Return each line of the data below that contains the string "window". A match must agree in case.

•••

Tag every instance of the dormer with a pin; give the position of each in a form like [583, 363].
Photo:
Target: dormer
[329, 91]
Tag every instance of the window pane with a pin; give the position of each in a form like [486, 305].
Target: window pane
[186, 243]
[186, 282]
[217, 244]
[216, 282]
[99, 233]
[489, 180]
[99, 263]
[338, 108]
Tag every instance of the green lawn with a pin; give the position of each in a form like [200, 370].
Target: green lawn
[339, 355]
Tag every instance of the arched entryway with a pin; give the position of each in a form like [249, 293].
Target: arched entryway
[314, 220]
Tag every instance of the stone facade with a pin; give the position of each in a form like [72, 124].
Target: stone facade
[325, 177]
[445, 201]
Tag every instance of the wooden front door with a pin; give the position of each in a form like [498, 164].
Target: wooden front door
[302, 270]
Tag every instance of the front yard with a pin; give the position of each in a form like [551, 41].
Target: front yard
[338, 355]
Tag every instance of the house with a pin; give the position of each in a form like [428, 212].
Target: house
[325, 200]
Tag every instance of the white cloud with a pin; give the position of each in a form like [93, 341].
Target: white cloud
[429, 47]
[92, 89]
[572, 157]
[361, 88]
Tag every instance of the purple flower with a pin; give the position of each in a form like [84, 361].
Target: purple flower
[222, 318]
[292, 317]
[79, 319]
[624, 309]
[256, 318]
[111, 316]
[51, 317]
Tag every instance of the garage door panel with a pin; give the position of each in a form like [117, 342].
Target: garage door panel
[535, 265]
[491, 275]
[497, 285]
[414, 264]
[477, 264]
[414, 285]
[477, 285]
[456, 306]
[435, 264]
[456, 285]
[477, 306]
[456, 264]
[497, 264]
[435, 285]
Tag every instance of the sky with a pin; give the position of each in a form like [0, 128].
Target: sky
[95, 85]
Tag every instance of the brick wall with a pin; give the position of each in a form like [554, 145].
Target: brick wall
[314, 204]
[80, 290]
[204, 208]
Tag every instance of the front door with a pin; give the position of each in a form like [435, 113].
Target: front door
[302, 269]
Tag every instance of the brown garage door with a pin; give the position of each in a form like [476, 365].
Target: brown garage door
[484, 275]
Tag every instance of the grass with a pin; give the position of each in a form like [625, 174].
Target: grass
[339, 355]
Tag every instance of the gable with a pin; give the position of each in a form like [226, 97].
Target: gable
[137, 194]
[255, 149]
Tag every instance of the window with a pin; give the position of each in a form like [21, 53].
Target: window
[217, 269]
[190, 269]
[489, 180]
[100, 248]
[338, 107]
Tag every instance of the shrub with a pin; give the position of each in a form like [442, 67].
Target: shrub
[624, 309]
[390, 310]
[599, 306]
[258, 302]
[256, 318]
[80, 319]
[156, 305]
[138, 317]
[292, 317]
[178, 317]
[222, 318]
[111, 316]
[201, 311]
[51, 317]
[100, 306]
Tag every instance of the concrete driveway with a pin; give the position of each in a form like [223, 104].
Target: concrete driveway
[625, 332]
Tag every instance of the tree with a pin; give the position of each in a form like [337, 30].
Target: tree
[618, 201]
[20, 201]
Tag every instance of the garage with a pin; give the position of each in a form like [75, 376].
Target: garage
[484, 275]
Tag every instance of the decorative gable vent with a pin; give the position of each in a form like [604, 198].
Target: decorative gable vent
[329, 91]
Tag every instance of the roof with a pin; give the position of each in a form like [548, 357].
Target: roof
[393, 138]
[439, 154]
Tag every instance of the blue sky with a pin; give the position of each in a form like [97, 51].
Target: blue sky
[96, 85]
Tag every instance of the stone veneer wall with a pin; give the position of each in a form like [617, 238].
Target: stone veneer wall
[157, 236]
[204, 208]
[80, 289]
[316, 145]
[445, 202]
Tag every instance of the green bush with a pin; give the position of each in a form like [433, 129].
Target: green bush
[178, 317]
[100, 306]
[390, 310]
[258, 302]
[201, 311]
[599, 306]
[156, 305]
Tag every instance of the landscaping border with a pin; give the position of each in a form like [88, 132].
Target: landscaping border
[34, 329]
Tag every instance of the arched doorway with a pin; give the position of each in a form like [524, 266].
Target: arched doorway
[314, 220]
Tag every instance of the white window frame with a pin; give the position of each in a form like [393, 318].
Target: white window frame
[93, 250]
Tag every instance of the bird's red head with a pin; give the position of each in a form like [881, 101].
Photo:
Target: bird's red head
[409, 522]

•••

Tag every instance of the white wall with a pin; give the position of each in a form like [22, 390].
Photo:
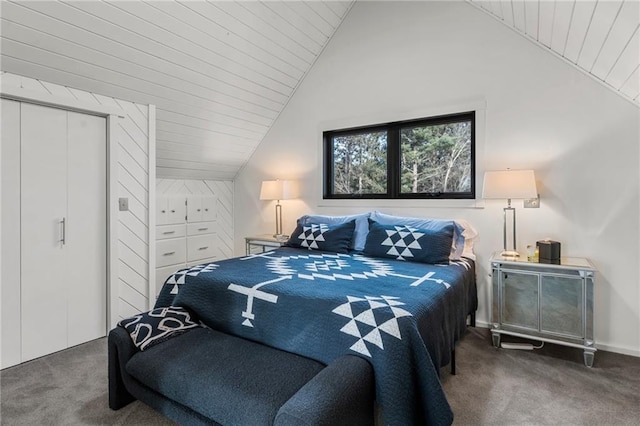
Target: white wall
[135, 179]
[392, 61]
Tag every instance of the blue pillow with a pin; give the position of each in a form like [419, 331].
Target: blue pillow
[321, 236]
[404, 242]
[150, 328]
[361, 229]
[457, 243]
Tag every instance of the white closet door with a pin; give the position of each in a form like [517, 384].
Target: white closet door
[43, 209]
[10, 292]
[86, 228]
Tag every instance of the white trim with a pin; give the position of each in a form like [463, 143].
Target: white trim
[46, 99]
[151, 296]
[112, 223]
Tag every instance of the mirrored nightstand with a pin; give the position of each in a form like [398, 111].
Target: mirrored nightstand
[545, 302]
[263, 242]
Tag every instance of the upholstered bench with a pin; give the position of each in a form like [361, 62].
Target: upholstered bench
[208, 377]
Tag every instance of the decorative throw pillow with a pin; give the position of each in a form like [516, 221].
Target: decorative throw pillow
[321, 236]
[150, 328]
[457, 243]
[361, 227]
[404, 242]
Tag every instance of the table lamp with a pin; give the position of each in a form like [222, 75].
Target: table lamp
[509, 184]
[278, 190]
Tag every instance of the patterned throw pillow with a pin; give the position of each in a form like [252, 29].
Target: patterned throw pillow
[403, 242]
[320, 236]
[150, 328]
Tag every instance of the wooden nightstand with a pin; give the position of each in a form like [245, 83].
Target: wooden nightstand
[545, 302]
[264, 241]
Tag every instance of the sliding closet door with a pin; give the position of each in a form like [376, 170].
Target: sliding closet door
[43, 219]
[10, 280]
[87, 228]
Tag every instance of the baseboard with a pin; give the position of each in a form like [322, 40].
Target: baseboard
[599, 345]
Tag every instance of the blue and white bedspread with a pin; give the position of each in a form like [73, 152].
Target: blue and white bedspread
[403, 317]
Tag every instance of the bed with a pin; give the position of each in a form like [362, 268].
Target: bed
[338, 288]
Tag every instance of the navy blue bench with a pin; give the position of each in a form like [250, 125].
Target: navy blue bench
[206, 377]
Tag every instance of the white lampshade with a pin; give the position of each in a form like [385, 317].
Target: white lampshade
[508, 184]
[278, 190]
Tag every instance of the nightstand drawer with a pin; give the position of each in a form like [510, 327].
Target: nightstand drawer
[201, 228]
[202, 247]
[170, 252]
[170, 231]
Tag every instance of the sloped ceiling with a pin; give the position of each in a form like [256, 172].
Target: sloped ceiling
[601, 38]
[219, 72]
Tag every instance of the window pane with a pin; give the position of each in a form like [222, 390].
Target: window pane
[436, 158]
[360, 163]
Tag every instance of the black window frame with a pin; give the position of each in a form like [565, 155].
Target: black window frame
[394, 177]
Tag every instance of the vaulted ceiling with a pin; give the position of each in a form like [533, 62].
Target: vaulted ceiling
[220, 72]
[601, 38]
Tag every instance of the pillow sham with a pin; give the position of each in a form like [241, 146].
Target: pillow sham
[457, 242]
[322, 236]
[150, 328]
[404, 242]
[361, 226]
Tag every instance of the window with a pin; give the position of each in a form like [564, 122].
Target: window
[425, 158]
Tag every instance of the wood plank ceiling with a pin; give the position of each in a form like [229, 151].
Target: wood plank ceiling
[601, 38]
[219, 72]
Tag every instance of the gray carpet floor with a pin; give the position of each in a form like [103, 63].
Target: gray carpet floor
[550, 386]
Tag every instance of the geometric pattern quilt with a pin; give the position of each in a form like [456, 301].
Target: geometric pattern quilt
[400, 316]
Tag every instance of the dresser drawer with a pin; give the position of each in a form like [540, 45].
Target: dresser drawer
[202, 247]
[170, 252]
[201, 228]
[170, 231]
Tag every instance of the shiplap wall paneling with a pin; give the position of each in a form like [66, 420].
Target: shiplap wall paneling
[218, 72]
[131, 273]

•••

IN RESPONSE:
Tag every instance of the window pane with a pin; give the position of each in a form like [486, 305].
Target: window pane
Tag every instance of the window with a pin; give the position of each in a form like [21, 53].
Target: window
Tag every instance of the white window frame with a pin; give the position of each in a form like [393, 318].
Target: white window frame
Tag every instance of the window pane with a pin; give the position of each in a form like [222, 390].
Target: window pane
Tag every instance of the black window frame with a pin; give the position of each in a form like [565, 155].
Target: black window frame
Tag every instance of the window with a pin; give the position of each in a form like [564, 122].
Target: window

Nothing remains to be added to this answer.